**Task prompt**
If a record contains a picture, leave the picture out and reproduce everything else exactly.

**Exercise materials**
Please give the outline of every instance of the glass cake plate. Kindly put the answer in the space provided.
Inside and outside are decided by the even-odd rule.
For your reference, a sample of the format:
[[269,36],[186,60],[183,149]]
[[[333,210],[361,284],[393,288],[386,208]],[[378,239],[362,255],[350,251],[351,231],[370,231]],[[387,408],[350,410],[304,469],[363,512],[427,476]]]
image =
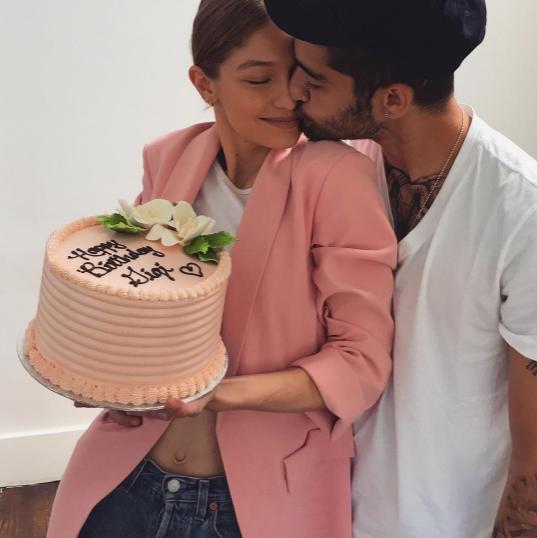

**Task response**
Please give the outline of every instance of the glass cake plate. Kindly put the answer in the space provided.
Inside and outside are decided by the even-odd rule.
For your reference, a sample of the format:
[[269,36],[186,60],[183,149]]
[[[333,210],[361,284],[393,288],[386,208]],[[378,239],[362,255],[350,251],[351,231],[370,231]],[[387,408],[350,410],[304,469],[363,512],[427,476]]]
image =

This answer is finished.